* _WHAT YOU ARE ASKED TO DO_: Report every line of the records that contains the string "tire", matching case.

(Records)
%%

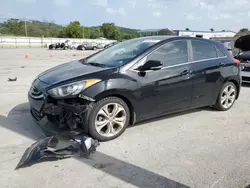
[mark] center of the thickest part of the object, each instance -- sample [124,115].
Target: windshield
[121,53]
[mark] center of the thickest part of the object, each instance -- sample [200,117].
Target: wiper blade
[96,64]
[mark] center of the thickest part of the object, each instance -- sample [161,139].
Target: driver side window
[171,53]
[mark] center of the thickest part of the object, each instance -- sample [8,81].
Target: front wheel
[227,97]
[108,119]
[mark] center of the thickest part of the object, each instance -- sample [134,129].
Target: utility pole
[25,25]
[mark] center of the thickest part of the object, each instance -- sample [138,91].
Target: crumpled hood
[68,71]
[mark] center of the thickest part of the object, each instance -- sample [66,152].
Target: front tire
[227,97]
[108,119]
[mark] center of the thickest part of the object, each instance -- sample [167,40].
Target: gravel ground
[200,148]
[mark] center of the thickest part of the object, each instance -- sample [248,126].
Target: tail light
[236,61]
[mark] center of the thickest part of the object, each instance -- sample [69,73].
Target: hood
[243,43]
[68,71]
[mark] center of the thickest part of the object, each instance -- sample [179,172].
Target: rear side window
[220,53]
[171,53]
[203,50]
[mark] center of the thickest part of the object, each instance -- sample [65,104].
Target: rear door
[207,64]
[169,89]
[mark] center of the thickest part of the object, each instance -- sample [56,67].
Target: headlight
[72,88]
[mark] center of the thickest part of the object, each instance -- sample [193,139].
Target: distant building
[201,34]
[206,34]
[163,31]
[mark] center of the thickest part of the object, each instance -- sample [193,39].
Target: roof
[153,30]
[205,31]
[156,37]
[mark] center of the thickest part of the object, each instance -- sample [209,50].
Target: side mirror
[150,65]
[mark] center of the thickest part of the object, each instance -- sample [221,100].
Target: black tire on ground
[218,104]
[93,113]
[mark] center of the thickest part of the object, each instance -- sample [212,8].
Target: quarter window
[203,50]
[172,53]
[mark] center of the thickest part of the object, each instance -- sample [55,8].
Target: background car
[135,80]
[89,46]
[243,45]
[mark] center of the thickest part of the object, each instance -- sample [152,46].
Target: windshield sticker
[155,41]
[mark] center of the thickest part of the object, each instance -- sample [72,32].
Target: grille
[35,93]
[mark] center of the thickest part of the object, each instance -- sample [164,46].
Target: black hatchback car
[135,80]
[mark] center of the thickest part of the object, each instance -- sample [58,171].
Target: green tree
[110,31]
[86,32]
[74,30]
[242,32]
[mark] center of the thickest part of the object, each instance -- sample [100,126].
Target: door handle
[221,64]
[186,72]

%%
%%

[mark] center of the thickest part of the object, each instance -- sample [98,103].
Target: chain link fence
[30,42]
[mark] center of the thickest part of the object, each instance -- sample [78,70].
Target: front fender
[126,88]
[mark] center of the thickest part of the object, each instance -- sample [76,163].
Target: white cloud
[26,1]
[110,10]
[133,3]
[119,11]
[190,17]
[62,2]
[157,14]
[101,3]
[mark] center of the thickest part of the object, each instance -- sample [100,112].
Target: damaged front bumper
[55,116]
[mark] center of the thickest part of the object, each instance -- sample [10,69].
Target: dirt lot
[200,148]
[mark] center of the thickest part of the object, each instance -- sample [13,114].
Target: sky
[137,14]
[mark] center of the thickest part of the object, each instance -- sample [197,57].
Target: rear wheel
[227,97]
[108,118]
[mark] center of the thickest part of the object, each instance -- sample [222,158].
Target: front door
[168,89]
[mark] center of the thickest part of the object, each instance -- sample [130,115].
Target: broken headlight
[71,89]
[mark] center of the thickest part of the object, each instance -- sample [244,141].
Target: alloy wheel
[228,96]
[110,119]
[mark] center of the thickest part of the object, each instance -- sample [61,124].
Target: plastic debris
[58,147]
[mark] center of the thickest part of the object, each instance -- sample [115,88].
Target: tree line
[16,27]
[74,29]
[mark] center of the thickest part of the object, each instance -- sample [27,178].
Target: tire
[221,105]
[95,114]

%%

* _COMPLETE RESPONSE_:
Target: front tire
Target: black tire on ground
Target: tire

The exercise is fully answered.